Problem to solve: Render the lines below as a Markdown table with two columns, Row and Line. Number each row and omit any blank lines.

Records for this task:
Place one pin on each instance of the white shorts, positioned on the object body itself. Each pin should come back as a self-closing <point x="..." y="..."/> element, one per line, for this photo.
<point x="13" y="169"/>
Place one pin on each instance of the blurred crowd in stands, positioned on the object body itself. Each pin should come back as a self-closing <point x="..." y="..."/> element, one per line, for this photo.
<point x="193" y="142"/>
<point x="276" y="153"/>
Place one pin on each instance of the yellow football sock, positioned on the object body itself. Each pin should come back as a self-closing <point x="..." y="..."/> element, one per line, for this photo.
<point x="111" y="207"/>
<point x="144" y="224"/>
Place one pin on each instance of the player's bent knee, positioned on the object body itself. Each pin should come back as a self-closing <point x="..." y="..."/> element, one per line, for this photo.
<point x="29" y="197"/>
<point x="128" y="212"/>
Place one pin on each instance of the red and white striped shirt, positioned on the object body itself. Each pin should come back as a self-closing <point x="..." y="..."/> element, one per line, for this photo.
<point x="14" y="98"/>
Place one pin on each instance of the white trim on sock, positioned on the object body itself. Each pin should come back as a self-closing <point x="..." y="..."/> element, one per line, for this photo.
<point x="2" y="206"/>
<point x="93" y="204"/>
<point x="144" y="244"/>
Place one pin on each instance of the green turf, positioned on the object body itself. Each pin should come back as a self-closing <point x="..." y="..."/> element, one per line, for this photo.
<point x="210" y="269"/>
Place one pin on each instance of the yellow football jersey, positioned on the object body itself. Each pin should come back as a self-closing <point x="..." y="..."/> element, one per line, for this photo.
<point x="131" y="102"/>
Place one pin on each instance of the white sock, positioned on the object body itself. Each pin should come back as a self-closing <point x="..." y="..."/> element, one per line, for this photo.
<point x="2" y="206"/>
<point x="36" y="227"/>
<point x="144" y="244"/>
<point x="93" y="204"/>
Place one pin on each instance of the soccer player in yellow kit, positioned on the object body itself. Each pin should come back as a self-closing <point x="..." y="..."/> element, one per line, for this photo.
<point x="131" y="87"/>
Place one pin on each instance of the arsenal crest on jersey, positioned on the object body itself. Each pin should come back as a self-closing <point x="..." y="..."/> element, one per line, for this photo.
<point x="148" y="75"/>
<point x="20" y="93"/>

Result below:
| Row | Line |
|---|---|
| 1 | Place one pin on each instance of the white shorts, positioned on the object body itself. Each pin should come back as a self-closing <point x="..." y="..."/> element, one per line, for this photo. |
| 2 | <point x="13" y="169"/> |
| 3 | Place one pin on each instance of the blurred crowd in stands, positioned on the object body itself. Each pin should come back as a self-closing <point x="..." y="..."/> element, one per line, for this photo. |
| 4 | <point x="193" y="142"/> |
| 5 | <point x="276" y="153"/> |
| 6 | Place one pin on each instance of the yellow football sock, positioned on the object body itself. Each pin should come back as a self-closing <point x="..." y="..."/> element, one per line, for this photo. |
| 7 | <point x="111" y="207"/> |
| 8 | <point x="144" y="224"/> |
| 9 | Place one pin on each instance of the player's bent knee, positioned on the object body itself. Each pin should come back as a self-closing <point x="..." y="..."/> element, one per line, for this photo. |
| 10 | <point x="29" y="197"/> |
| 11 | <point x="128" y="212"/> |
| 12 | Place one pin on each instance of the red and white striped shirt, positioned on the object body itself. Each pin should come back as a self-closing <point x="..." y="..."/> element, one per line, for this photo. |
| 13 | <point x="14" y="98"/> |
| 14 | Place one pin on each instance of the white trim on sock, positioned on the object body itself. Each pin should come back as a self-closing <point x="..." y="..."/> element, one per line, for this photo. |
| 15 | <point x="2" y="206"/> |
| 16 | <point x="93" y="204"/> |
| 17 | <point x="144" y="244"/> |
| 18 | Place one pin on each instance of the green turf, positioned on the object body itself. Each pin should come back as a self-closing <point x="..." y="..."/> element, one per line, for this photo. |
| 19 | <point x="210" y="269"/> |
| 20 | Place one pin on each instance of the yellow football jersey, positioned on the object body itself. Each pin should come back as a self-closing <point x="..." y="..."/> element, one per line, for this photo. |
| 21 | <point x="131" y="102"/> |
| 22 | Place one pin on each instance of the white sock, positioned on the object body itself. Each pin should come back as a self-closing <point x="..." y="..."/> element, one per line, for this photo. |
| 23 | <point x="2" y="206"/> |
| 24 | <point x="36" y="227"/> |
| 25 | <point x="144" y="244"/> |
| 26 | <point x="93" y="204"/> |
| 27 | Place one pin on each instance of the soccer player in yellow kit, positioned on the object body itself. Each pin should come back as a self-closing <point x="..." y="..."/> element, one per line, for this photo. |
| 28 | <point x="131" y="87"/> |
| 29 | Place one pin on each instance of the arsenal crest on jersey, positioned on the object body itself. Each pin should come back as a self-closing <point x="..." y="..."/> element, one per line, for this photo. |
| 30 | <point x="148" y="75"/> |
| 31 | <point x="20" y="93"/> |